> [Exercise aim]:
Every line from the one with "of the colorful" through the end of the records below should be restated word for word, and nothing outside that span.
***
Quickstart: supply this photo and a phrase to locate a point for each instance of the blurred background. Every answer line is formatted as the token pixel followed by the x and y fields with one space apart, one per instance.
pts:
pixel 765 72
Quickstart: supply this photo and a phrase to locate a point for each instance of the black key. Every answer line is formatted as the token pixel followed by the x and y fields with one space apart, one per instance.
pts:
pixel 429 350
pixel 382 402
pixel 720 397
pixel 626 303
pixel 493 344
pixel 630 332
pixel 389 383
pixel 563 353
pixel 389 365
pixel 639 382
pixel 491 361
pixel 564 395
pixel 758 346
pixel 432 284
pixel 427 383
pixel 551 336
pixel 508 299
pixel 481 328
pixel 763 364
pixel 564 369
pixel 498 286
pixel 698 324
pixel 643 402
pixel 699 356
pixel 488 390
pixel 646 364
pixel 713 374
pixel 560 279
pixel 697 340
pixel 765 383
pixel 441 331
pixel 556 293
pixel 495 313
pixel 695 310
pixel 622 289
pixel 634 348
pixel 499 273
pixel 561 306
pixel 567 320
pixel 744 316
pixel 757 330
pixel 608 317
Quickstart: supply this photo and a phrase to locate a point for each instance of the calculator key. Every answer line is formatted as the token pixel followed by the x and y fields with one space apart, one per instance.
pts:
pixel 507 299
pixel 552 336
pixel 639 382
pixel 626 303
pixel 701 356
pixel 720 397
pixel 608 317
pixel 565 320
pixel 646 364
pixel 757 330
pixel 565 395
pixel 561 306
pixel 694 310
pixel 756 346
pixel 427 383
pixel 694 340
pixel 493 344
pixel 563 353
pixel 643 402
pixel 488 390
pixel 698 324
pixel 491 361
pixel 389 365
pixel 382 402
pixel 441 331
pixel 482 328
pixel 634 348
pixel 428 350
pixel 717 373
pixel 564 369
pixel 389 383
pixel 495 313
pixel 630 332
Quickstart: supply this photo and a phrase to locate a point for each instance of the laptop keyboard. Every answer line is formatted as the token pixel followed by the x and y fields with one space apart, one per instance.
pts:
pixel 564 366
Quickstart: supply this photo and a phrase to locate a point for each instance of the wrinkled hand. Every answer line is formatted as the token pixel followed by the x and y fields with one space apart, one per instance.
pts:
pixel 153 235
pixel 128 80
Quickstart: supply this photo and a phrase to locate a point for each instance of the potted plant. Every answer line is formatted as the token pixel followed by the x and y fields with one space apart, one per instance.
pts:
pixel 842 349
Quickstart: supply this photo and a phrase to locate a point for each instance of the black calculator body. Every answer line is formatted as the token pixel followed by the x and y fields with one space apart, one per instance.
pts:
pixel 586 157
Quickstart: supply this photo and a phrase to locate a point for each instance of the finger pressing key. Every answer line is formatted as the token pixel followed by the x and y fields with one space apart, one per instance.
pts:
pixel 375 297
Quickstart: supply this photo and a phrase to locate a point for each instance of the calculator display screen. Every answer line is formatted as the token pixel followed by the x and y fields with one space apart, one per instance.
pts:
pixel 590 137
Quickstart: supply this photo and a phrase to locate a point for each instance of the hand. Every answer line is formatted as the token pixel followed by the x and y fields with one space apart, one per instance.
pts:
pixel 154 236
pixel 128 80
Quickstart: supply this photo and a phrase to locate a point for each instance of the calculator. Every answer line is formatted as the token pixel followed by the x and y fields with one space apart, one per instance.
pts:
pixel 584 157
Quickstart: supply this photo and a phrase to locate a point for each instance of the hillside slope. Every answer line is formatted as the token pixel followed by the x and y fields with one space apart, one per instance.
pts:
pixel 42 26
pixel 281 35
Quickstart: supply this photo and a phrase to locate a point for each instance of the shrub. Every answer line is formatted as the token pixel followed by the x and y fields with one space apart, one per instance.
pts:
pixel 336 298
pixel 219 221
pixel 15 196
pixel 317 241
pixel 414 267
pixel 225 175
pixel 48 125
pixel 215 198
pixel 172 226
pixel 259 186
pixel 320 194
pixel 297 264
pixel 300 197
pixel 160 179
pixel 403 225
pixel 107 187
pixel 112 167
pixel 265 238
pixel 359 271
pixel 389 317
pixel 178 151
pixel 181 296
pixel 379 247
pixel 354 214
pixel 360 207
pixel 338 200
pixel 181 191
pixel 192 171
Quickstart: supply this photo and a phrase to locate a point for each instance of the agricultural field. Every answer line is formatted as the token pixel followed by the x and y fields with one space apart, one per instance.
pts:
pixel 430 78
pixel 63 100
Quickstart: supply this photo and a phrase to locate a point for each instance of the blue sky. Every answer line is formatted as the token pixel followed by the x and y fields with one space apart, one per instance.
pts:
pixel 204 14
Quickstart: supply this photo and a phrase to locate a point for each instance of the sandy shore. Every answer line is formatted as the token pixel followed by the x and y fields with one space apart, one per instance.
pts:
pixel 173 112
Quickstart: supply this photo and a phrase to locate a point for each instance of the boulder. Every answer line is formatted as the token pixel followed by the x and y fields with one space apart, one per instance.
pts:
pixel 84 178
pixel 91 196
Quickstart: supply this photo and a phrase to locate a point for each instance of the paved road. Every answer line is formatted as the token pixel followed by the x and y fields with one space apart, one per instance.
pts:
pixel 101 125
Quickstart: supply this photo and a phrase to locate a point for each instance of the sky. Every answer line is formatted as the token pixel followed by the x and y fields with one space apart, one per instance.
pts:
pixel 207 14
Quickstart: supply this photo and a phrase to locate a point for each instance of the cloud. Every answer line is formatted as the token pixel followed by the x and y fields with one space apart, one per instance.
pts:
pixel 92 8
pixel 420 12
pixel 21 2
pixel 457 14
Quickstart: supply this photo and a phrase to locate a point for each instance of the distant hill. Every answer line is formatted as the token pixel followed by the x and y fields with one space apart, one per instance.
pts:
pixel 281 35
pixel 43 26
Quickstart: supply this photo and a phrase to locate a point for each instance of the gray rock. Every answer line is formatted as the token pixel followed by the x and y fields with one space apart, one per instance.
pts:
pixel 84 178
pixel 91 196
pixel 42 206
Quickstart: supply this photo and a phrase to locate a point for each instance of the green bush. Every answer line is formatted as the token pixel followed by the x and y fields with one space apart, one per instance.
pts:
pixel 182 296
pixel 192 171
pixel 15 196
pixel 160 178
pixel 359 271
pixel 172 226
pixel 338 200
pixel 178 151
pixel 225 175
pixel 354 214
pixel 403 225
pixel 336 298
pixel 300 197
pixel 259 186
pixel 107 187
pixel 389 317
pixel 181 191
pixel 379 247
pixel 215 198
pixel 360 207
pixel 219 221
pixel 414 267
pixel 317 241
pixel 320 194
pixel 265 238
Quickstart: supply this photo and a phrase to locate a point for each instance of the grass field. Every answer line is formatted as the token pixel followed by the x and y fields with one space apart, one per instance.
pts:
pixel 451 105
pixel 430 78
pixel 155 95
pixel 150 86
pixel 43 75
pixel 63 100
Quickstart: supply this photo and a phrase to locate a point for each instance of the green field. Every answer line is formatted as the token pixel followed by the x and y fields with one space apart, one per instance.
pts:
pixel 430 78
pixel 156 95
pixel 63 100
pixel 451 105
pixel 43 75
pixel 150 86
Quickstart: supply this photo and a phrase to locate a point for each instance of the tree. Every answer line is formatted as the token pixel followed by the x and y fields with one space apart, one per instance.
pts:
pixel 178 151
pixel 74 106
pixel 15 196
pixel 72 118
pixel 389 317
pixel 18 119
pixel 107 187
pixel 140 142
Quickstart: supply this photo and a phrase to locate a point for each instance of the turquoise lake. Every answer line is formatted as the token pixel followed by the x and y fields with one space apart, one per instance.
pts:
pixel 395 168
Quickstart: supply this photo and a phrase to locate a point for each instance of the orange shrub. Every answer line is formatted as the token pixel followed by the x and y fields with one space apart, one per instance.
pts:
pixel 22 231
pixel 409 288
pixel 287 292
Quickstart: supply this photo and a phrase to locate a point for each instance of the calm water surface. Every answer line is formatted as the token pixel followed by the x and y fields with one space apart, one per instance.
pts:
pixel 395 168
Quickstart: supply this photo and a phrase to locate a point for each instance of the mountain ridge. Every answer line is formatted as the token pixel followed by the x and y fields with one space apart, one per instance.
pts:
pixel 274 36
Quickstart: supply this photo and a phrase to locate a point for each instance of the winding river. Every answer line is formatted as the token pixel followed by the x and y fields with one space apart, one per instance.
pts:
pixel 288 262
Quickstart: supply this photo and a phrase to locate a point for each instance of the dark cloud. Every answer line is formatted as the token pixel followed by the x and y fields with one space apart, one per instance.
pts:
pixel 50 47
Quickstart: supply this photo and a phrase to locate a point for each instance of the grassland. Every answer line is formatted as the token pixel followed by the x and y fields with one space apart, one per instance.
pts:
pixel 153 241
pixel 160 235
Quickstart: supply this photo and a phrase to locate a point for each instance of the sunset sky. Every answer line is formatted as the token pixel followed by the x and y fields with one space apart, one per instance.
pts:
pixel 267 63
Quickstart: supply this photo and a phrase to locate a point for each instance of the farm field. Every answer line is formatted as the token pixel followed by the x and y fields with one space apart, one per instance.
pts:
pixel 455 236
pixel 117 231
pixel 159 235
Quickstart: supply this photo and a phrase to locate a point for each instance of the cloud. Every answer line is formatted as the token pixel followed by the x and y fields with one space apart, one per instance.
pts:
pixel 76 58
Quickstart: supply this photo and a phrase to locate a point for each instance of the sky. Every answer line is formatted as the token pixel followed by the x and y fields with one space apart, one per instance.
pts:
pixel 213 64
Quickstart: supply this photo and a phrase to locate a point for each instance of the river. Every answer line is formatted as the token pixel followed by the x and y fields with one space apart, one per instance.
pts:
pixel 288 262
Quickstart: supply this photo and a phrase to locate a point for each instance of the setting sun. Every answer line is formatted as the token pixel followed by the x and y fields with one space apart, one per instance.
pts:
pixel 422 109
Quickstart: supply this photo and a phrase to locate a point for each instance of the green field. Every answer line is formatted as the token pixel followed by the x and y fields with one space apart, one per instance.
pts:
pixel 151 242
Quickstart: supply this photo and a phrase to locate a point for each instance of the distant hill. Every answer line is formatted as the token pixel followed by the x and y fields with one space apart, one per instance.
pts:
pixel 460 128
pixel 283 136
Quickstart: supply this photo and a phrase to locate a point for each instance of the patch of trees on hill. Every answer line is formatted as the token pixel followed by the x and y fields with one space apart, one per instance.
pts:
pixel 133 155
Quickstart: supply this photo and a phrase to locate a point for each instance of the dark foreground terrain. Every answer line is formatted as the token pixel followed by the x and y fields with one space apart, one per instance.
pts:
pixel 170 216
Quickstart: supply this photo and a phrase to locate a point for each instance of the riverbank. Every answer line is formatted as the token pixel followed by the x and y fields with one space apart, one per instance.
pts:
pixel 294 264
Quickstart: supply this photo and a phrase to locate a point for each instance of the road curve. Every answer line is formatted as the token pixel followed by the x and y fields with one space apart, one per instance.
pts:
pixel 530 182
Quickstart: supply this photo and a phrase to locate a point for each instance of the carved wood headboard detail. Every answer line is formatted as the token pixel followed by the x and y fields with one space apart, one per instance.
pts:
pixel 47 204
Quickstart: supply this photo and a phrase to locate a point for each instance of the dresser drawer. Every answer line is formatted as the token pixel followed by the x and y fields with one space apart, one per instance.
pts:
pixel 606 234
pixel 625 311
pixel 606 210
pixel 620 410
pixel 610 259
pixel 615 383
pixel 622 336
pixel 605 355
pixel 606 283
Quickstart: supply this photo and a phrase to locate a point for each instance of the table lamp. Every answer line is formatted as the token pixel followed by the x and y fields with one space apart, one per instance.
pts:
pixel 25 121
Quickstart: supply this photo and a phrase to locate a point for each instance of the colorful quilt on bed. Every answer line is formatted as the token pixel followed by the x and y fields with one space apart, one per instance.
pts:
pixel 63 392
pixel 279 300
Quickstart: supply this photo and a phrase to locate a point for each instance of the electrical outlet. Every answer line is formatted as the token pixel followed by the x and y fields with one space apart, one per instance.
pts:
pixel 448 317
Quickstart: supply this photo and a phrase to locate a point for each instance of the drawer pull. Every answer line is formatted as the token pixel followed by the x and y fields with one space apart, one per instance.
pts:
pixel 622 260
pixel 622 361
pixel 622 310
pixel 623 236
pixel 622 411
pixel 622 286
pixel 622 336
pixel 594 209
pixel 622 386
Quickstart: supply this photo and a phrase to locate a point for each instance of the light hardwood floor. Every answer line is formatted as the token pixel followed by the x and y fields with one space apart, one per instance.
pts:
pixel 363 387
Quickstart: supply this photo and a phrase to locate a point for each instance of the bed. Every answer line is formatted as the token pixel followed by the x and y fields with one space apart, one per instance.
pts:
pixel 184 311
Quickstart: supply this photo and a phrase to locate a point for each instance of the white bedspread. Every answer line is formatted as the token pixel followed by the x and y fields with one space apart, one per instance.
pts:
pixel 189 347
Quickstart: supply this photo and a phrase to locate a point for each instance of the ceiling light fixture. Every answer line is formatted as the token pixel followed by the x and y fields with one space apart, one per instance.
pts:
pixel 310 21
***
> [Exercise solution]:
Quickstart: supply this photo and a phrase to locate a point for each instance of the colorful quilt on bed. Every answer line is formatted as the token pixel followed by the x and y fields with one space apart, one per instance.
pts:
pixel 63 392
pixel 279 300
Quickstart: supply this photo and a phrase to locate a point for each instance of the electrical outlet. Every answer line is formatted as the token pixel followed by the x and y fields with one space apart, one per instance.
pts:
pixel 448 317
Quickstart: supply this photo and a phrase to locate a point for each instance of the drawer pull. Every answer line is formatted as the token pixel followed by the x and y fields with one space apart, one per instance.
pts:
pixel 622 260
pixel 622 361
pixel 622 310
pixel 623 236
pixel 622 411
pixel 622 286
pixel 622 336
pixel 594 209
pixel 622 386
Quickstart: supply this photo and a phrase to locate a point for each instance of the light hardwood floor. Every answer line is formatted as the token pixel followed by the x and y fields with one space apart, one per instance.
pts:
pixel 363 387
Quickstart: supply this photo and a phrase to locate a point for each instance of the bed. Every answer line is formatted as the token pixel followed by the x and y fields with one space apart, one per instance.
pts:
pixel 184 311
Quickstart: supply this photo and a phrase to locate a point for each instance of the white bedspread. Every answer line is formatted as the token pixel followed by the x and y fields with one space apart, one per instance.
pts:
pixel 189 347
Quickstart: supply this photo and a phrase to locate a point for each instance of the ceiling light fixture. Every answer line is formatted as the token pixel followed by the x and y fields with one space apart, one per instance.
pts:
pixel 310 21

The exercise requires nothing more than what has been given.